STATED EXERCISE - Reproduce every line of the material below, but drop the pictures.

[Pointing dataset excerpts]
○ ○ ○ ○ ○ ○ ○

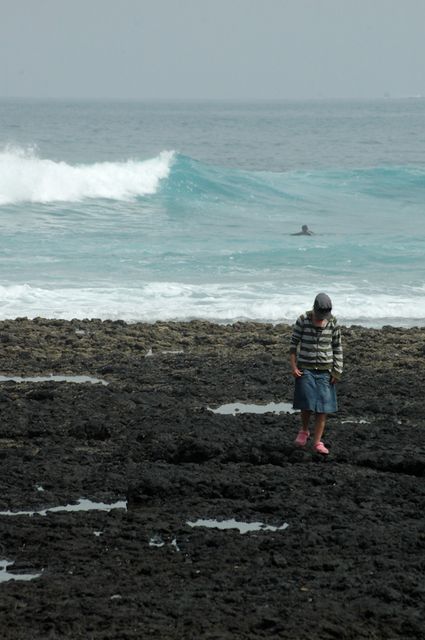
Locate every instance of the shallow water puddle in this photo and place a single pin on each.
(5, 575)
(53, 378)
(235, 408)
(243, 527)
(82, 505)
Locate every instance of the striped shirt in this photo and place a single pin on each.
(319, 348)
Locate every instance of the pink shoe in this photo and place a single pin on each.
(320, 448)
(302, 438)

○ ○ ○ ○ ○ ○ ○

RESPONSE TO THE EXERCISE -
Locate every instance of the shallow water puddle in this photo and place a single pin on each.
(5, 575)
(53, 378)
(235, 408)
(243, 527)
(82, 505)
Locate every instance of the striped shirt in this photo and place a single pin on each.
(319, 348)
Locate every instance of the pink shoe in this photo and place a single pin on each.
(320, 448)
(302, 438)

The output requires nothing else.